If you run some other container the same thing happens, using the same VM.

So the secret is : docker isn't running anything on your mac, it's running stuff on a Linux VM hosted on your mac.


Docker in Mac runs via a VM, so you wouldn't be running it a process under your Mac, necessarily.


Adding to what the others are saying about Docker running inside a VM on Mac:

When it comes to running for example an Ubuntu docker container, it would share the Linux kernel running in the VM with other containers on the same host. The "Ubuntu" is the distribution packaged specifically for containers, meaning that the regular Ubuntu packaged kernel is not used and neither is the init system because the Linux distribution container images are meant to containerize single applications and traditionally do not need the concept of "services".

I'm sure it's possible to run systemd inside a container, just as some people run Cron and even X11 inside containers.


When people talk about containers they almost always mean Linux containers, i.e. a collection of features in the Linux kernel that allow creating the illusion of containers.

Needless to say, this doesn't make any sense on macOS because there's no Linux kernel. Therefore you need a Linux VM to run Linux containers on macOS.


Depends on the kind of container. It is not necessarily true that 1 container == 1 process. I run Docker containers with 1000s of processes.


Generally this is not what Docker containers are 'for', right? Docker is intended as a system for 'application containers', which yes, may spawn child processes, but are generally not expected to include a process supervisor or service management layer internally.

- Dataset records:
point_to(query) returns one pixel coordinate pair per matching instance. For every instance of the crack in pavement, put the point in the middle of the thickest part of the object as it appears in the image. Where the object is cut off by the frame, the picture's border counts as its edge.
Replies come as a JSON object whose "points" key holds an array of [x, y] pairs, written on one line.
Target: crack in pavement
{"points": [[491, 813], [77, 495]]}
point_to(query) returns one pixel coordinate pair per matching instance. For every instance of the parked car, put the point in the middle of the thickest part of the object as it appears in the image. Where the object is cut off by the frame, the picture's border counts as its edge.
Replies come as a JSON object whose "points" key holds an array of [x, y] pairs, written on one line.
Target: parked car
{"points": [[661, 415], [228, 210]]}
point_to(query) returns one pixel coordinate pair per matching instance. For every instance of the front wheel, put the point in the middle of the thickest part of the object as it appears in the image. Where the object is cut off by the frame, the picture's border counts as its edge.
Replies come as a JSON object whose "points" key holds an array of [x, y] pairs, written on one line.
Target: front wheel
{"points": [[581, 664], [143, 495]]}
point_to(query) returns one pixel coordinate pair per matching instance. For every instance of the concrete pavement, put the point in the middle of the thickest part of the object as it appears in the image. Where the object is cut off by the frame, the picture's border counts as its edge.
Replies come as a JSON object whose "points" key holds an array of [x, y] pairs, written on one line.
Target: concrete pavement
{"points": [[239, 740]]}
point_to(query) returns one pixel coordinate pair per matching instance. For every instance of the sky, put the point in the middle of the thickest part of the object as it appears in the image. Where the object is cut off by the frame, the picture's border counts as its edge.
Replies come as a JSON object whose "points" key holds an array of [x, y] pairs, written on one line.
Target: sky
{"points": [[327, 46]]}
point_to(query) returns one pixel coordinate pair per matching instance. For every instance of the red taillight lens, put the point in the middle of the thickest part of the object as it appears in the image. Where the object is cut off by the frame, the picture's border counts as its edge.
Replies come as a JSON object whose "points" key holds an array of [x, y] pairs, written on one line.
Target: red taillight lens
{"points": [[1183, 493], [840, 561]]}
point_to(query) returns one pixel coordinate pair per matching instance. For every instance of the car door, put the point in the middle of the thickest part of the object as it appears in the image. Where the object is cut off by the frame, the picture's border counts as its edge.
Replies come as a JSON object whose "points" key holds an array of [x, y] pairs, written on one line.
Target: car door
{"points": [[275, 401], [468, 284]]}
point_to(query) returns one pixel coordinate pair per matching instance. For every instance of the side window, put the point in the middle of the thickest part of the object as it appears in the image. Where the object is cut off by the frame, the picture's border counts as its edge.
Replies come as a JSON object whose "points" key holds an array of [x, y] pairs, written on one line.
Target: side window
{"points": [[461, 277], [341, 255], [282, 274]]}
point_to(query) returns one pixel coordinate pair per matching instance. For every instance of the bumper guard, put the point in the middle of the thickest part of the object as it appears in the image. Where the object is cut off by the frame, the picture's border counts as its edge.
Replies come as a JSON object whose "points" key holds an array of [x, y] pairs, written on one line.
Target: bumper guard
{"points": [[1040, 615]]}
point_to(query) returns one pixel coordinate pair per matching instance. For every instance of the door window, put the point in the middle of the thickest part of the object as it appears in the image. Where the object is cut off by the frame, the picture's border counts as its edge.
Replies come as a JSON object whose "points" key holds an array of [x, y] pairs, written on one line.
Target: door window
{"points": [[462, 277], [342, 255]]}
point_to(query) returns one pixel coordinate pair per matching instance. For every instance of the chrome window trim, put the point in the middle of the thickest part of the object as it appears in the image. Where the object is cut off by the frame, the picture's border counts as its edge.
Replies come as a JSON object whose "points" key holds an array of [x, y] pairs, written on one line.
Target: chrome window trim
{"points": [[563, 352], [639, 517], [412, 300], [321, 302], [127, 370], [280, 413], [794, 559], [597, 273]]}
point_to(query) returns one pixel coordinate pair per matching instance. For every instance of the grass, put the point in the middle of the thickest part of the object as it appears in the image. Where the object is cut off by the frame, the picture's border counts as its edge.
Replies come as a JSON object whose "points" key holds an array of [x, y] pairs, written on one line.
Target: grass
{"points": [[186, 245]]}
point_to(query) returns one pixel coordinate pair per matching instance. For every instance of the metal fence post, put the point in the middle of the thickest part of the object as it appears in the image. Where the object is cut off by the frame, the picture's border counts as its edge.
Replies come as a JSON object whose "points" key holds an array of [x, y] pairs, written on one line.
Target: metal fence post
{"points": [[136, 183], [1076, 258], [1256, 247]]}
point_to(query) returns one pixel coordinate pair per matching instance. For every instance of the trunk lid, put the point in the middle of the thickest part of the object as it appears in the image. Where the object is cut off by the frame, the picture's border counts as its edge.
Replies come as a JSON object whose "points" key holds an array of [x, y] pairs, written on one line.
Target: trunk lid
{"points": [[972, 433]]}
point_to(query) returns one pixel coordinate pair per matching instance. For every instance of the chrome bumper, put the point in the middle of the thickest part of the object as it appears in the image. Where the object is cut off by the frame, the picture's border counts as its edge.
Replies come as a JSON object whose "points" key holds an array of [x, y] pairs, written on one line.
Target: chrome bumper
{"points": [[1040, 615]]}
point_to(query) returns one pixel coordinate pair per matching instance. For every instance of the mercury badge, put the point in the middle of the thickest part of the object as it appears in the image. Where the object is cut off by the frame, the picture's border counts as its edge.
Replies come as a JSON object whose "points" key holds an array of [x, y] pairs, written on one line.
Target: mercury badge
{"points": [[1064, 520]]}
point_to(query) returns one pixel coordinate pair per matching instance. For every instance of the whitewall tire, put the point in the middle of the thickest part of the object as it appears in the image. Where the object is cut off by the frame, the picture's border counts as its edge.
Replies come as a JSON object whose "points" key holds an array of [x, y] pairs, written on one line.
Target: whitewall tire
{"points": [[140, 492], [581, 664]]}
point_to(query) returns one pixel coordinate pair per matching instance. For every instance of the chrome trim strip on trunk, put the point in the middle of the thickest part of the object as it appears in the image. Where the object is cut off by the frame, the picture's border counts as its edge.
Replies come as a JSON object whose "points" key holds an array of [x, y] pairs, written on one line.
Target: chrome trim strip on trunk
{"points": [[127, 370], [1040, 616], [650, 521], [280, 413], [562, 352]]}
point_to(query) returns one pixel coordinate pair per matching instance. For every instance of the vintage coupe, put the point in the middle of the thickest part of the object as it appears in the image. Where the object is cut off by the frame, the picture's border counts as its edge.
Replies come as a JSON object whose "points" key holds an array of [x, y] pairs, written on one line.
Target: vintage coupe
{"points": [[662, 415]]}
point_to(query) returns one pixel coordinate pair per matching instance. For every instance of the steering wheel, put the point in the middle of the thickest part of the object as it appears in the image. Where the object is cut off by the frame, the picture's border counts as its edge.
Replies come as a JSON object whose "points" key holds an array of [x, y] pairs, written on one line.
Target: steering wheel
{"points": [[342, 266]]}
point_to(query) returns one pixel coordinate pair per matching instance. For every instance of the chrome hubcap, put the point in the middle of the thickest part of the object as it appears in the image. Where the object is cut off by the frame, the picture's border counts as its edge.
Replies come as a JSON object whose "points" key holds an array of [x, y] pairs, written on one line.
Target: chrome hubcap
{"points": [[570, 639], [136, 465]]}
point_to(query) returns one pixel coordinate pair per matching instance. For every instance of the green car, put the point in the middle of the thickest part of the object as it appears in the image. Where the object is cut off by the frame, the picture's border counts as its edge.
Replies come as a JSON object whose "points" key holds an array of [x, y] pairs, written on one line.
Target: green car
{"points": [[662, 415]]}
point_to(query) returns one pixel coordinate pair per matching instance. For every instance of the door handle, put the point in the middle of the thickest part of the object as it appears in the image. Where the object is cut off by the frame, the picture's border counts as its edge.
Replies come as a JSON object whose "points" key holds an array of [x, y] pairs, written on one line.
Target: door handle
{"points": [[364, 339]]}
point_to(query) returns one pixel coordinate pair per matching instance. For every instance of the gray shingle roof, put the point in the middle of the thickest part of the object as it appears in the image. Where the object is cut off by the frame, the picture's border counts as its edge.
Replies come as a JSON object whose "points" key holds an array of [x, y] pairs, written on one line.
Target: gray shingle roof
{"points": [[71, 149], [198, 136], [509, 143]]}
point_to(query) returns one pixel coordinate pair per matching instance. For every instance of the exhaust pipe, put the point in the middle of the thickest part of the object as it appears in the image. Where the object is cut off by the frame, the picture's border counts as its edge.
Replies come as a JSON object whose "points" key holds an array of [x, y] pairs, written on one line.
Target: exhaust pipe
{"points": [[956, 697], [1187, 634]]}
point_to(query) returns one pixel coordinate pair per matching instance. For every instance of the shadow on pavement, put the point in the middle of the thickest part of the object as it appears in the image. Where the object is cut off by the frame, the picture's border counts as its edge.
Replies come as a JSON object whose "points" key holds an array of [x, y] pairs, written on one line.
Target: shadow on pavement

- Objectives:
**a.** Raise every coordinate in the answers by 50 and write out again the entries from the line containing "of the exhaust" through the end of the entries, inclusive, keeping the requests.
**b.** Continue the discussion of Docker on macOS from its last sentence.
The discussion of Docker on macOS and the entries are separate, unrelated material.

- The responses:
**a.**
point_to(query) returns one pixel coordinate pair per matching instance. For every instance of the exhaust pipe, put the point in the middle of the thickest part of the object as it appears in the image. Where the object is cut off by the frame, the picture's border counts as its edge.
Replies come as a JSON object whose "points" key holds an array of [x, y] pairs, written on one line.
Target: exhaust pipe
{"points": [[1006, 747], [1237, 684]]}
point_to(query) returns one pixel coordinate pair per matching instance. For every instance of the shadow on pavement, put the point in the middle of the thickest part of the object as it appears in the image. Where the object is cut off by the frame, the picture's border counts as its edge.
Replies come as a JSON object whose "points" key holds an array of [x, y] pairs, written on one line.
Target: shadow on pavement

**b.**
Contrast this to 'operating system containers' which are designed to run an init system, so individual containers are intentionally multiprocess. Many virtual private servers run in containers of this kind, e.g., by OpenVZ.

On that note, how come you've gone with Docker for this rather than something like LXC or OpenVZ, which are ostensibly designed for the large, multiprocess container use case?


Yes I run an init system that starts multiple processes and services. All in a Docker container.

I would be very keen to understand why LXC is better than Docker for this. I've also read this kind of "marketing" around so called "operating system containers" but I am still clueless why they are better. Concretely, what are the benefits?


Well, they could also just mean their service is a multi-process program (as opposed to threads, which...are also processes), but it's not super clear.


see my reply above


The "container" is the first process, which can create children that inherit the same properties.


I strongly suggest any sys admin to look at the relatively new Proxmox Backup Server https://www.proxmox.com/en/proxmox-backup-server which makes full incremental backups so light thanks to a well enginered deduplication


It works well and saves a fair bit of space due to deduplication (which is filesystem-independent as it implements its own deduplication layer). It can get quite slow when backing up containers, e.g. a container with a 200GB root filesystem takes a bit more than 2 hours (PBS running in container on the same Proxmox host, backup from SAS array to single SATA drive). Backup of a group of 4 filesystems totalling 2.25TB containing mostly larger files (Peertube video storage, Nextcloud data directories and image archives) on the same installation takes about 4 hours so the time needed varies significantly with the characteristics of the data to be backup up.


It really pairs well with proxmox. I've tried many methods but for proxmox vm and cts nothing was better than their own backup server.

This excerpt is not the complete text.